# [COMPLETE THE FOLLOWING]
#1 Answer these questions from the passage on Jerome Powell and Fed policy:
(a) By what percentage did the Fed increase the money supply in 2020?
(b) Between March and July 2021, the inflation rate rose from what figure to what figure?
(c) Four years ago, what did Powell compare Fed policy making to?
#2 Translate this sentence from the passage on Jerome Powell and Fed policy into Spanish: "Managing a complex modern economy with the blunt tools available to a central banker, his words suggest, is an art, as much as a science, complicated by the long lag time between actions and effect."
(Beginning of DOCUMENT SEGMENT)
Powell’s ardent advocacy for expanding the money supply to address the coronavirus problem made his subsequent insistence for much of 2021 that inflation was a “transitory” problem that would go away of its own accord all the more puzzling. Traditionally, there is a considerable time lag between monetary policy actions taken by a central bank, and when the impact of those actions ripple across the economy – whether those efforts are targeted at stimulating the economy, which the Fed sought to do by expanding the money supply in 2020, or stemming inflation as it is now seeking to do. And the emergence of inflation in the second quarter of 2021 appeared to be a case in point, as the first surge in the rate of inflation – 2.6% to over 5% from March to July 2021 – came right within the nine to eighteen month time lag that monetary economists would predict from when the Fed began expanding the money supply in early 2020, to when it began to impact price levels. Whatever other factors were present – Putin’s war and global supply chain issues – it is hard to imagine that as a central banker responsible for monetary policy, Powell would not have expected that increasing the money supply by 40%, as the Fed did in 2020, would not have some degree of inflationary impact a year or two down the road.
Jerome Powell is an enigma. Four years ago, in a quieter moment, he compared Fed policy making to walking through a room full of furniture in the dark, “What do you do? You slow down. You stop, probably, and feel your way.” Managing a complex modern economy with the blunt tools available to a central banker, his words suggest, is an art, as much as a science, complicated by the long lag time between actions and effect.
(End of DOCUMENT SEGMENT)
(Beginning of LISTED ENTRIES)
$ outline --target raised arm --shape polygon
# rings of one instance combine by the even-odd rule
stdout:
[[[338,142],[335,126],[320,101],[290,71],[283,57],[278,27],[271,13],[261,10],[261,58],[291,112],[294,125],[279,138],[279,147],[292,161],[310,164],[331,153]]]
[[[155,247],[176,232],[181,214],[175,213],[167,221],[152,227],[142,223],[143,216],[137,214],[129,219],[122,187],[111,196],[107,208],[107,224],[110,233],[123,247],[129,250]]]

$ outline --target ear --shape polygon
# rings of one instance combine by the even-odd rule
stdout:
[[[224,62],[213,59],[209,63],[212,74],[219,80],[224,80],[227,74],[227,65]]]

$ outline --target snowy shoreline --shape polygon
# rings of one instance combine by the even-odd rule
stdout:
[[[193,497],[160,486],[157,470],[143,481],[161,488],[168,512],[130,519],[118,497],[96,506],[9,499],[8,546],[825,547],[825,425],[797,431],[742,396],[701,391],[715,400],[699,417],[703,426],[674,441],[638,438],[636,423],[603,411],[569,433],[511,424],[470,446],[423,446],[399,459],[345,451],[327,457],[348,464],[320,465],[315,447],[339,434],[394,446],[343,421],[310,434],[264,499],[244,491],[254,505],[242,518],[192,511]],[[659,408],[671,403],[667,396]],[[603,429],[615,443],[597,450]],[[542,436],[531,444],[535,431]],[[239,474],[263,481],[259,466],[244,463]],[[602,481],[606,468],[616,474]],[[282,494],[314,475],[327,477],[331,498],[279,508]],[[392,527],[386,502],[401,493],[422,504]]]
(End of LISTED ENTRIES)
# [RESULTS FOR THE EXERCISE]
#1
(a) 40%
(b) From 2.6% to over 5%
(c) Walking through a room full of furniture in the dark

#2 Gestionar una economía moderna y compleja con las herramientas toscas de las que dispone un banquero central, sugieren sus palabras, es un arte tanto como una ciencia, complicado por el largo desfase entre las acciones y su efecto.